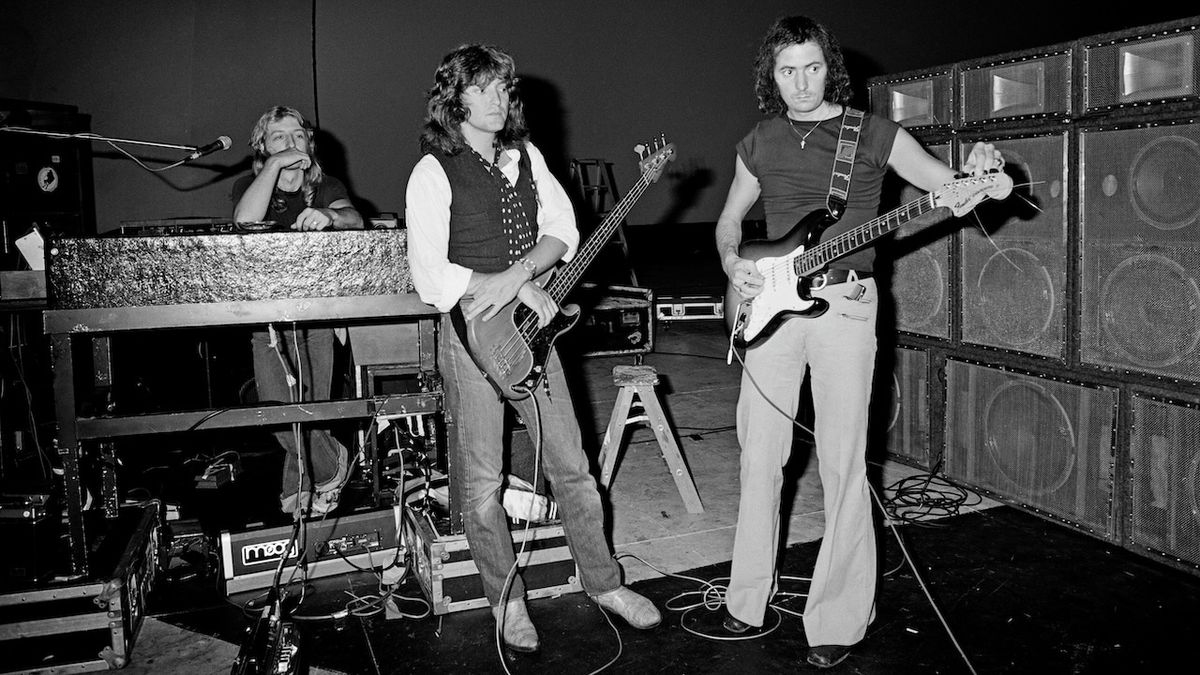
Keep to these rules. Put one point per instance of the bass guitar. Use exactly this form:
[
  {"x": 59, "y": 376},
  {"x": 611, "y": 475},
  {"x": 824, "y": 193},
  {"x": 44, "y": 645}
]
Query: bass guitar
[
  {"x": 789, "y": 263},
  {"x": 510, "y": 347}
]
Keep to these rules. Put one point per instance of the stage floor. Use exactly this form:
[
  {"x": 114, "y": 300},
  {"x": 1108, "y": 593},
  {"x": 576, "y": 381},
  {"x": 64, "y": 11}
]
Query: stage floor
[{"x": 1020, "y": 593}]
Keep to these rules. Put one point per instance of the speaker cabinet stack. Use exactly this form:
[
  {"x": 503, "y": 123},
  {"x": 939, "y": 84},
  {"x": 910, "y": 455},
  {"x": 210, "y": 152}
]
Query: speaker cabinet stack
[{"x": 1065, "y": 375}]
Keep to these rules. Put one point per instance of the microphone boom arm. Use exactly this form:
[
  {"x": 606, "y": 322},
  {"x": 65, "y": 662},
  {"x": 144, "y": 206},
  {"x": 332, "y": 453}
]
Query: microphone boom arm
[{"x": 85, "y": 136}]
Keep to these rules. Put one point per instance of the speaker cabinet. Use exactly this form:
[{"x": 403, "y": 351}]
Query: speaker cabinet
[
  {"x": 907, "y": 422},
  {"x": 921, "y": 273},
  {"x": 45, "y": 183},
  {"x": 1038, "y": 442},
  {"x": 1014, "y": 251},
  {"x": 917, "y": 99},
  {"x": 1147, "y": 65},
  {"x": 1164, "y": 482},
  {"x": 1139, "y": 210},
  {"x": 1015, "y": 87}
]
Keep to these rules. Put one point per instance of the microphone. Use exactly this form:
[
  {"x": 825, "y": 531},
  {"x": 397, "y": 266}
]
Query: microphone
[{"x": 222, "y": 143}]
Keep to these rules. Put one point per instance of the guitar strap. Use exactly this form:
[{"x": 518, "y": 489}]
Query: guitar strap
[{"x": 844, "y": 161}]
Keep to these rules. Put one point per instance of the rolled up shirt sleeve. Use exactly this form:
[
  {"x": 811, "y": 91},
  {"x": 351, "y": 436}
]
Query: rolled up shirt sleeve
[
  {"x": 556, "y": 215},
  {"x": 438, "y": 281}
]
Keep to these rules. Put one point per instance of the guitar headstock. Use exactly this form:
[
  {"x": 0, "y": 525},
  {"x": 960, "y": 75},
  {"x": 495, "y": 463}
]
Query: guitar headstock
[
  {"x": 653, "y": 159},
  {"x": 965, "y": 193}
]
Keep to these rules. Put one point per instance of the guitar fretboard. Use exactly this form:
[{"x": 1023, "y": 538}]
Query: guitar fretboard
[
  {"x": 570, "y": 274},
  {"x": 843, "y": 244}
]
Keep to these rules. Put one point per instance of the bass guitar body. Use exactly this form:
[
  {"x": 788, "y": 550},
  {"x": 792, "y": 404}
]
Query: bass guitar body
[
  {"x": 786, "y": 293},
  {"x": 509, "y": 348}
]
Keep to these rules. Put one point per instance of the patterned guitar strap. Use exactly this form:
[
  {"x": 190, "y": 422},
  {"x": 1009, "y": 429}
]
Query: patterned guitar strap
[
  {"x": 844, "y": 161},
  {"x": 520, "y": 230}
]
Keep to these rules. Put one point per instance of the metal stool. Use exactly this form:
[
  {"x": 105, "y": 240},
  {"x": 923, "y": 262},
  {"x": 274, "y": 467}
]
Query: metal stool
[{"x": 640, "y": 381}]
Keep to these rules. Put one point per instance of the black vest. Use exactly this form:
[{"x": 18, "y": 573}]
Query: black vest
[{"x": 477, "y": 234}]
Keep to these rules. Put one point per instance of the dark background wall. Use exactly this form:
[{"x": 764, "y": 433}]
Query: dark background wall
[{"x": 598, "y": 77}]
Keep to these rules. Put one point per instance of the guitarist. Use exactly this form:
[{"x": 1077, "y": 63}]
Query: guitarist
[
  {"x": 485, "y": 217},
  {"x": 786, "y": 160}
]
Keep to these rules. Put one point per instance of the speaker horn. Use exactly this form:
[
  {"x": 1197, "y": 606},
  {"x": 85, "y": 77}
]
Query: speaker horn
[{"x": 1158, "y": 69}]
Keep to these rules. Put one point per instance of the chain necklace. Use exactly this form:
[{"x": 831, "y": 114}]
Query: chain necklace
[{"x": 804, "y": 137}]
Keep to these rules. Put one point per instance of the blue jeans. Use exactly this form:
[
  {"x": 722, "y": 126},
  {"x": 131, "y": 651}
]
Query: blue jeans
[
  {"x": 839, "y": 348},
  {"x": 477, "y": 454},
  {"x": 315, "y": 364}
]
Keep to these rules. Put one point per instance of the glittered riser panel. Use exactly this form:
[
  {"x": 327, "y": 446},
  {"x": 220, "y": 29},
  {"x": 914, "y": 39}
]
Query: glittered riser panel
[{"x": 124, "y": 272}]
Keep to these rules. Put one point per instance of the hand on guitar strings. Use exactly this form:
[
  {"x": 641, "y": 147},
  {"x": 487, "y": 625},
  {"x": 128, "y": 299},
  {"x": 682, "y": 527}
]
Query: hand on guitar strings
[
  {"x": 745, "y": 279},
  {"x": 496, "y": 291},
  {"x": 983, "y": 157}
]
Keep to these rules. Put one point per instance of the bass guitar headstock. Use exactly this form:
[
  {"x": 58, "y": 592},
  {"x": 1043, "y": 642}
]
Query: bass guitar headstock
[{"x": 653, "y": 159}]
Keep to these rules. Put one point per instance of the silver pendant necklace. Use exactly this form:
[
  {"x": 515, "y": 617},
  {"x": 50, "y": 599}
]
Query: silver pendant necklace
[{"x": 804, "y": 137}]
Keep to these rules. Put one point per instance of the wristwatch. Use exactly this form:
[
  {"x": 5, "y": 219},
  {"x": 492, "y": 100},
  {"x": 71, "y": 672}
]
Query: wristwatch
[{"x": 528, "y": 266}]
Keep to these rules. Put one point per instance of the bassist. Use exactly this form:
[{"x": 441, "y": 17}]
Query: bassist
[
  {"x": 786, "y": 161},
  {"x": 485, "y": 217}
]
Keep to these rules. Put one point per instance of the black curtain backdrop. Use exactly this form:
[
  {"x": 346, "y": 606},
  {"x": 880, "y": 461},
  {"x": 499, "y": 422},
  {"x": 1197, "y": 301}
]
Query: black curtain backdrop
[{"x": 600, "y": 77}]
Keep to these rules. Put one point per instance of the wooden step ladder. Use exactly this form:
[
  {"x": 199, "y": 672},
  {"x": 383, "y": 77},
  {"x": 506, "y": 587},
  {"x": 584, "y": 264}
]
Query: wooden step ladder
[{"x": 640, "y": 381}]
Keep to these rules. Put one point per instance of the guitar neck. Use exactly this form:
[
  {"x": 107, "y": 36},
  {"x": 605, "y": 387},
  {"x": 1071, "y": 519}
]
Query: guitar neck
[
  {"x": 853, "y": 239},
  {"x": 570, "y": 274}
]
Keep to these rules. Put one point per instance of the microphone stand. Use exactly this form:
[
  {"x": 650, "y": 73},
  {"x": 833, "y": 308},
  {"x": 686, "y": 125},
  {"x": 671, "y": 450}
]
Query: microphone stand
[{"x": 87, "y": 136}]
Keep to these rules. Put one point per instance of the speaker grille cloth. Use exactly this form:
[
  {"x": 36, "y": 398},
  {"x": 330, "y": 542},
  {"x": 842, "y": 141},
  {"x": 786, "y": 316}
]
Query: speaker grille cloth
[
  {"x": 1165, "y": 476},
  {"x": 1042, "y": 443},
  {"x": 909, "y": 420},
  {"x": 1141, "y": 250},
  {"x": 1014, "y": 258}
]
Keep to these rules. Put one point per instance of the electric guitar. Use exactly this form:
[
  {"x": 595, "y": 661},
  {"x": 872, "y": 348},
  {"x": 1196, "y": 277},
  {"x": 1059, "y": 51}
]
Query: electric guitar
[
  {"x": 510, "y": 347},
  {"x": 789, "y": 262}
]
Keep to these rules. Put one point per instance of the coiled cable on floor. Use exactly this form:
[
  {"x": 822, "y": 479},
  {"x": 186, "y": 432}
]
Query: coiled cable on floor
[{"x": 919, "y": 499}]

> **How to complete this task**:
Leave out every line ahead of the one containing "Query: microphone stand" and print the rest of the listing exactly.

> **Response**:
Query: microphone stand
[{"x": 87, "y": 136}]
Keep to these rules. Put one point per instance of the speaker grille cloth. Use exactly this form:
[
  {"x": 36, "y": 398},
  {"x": 330, "y": 542},
  {"x": 842, "y": 141},
  {"x": 786, "y": 316}
]
Query: speaker grille cloth
[
  {"x": 1165, "y": 476},
  {"x": 1042, "y": 443},
  {"x": 909, "y": 420},
  {"x": 1141, "y": 250},
  {"x": 1014, "y": 258}
]
Keep to these rules. Put one point per instance of the electric guitar. Use exactly this form:
[
  {"x": 595, "y": 661},
  {"x": 872, "y": 348},
  {"x": 1196, "y": 277},
  {"x": 1059, "y": 51}
]
Query: electric guitar
[
  {"x": 510, "y": 347},
  {"x": 789, "y": 262}
]
Keep to these rules. Put one point per instance of the coiled cable on floor. Use exactly this form:
[
  {"x": 822, "y": 479},
  {"x": 186, "y": 432}
]
Query: coiled cable on floor
[{"x": 919, "y": 499}]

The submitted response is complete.